What is needed –
In the data below, find the line containing "Target: large background leaf", then set down that line and every later line up to and including the line containing "sample: <point>655,107</point>", exactly.
=-=-=-=-=
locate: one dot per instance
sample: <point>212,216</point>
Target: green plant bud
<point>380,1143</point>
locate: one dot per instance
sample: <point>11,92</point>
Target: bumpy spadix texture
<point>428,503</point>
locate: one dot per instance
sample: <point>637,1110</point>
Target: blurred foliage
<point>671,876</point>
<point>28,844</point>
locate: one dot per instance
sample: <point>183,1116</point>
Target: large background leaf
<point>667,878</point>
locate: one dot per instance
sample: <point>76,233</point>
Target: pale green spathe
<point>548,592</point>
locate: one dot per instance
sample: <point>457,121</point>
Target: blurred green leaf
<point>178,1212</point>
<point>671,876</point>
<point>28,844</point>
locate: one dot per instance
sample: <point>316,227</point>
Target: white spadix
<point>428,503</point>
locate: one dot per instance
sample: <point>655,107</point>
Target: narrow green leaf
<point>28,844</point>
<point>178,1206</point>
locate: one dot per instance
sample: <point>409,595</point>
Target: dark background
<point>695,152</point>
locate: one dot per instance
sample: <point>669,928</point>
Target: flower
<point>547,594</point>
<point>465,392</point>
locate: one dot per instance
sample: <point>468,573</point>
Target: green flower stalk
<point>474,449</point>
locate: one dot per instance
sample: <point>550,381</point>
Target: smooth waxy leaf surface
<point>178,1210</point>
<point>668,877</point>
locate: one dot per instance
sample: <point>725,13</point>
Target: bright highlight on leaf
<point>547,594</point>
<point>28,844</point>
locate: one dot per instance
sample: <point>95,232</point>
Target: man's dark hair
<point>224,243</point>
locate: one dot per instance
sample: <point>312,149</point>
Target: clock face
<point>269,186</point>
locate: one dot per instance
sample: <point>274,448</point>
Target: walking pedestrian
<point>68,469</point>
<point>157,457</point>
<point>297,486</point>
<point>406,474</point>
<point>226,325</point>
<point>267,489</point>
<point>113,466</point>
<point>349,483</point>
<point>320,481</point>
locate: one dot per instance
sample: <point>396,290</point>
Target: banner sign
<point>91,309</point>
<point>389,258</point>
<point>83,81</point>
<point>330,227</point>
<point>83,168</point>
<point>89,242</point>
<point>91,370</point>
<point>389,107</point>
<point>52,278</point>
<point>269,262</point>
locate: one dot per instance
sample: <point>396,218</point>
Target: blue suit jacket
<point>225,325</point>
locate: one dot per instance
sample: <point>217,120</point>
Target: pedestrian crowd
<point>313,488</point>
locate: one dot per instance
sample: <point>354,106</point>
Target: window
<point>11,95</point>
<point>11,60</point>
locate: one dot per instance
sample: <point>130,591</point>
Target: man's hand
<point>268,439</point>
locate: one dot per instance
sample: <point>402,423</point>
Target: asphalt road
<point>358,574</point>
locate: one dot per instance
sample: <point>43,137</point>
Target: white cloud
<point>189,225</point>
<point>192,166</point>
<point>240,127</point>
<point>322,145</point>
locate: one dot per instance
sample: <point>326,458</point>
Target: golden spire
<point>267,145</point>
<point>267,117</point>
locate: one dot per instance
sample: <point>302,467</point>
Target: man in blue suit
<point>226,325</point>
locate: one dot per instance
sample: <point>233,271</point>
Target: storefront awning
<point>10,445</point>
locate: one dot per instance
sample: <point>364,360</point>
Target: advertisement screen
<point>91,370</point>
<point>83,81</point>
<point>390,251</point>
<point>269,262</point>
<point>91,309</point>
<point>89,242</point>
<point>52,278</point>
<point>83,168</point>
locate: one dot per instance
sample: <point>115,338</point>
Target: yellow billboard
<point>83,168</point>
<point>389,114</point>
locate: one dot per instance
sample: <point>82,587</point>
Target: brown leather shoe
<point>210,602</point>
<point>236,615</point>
=-=-=-=-=
Answer section –
Target: large background leaf
<point>667,878</point>
locate: one dot per instance
sample: <point>76,233</point>
Target: pale green spathe
<point>548,592</point>
locate: one dot per instance
sample: <point>457,121</point>
Target: blurred green leaf
<point>178,1212</point>
<point>671,876</point>
<point>28,844</point>
locate: one dot per instance
sample: <point>316,227</point>
Target: white spadix
<point>428,503</point>
locate: one dot per instance
sample: <point>655,107</point>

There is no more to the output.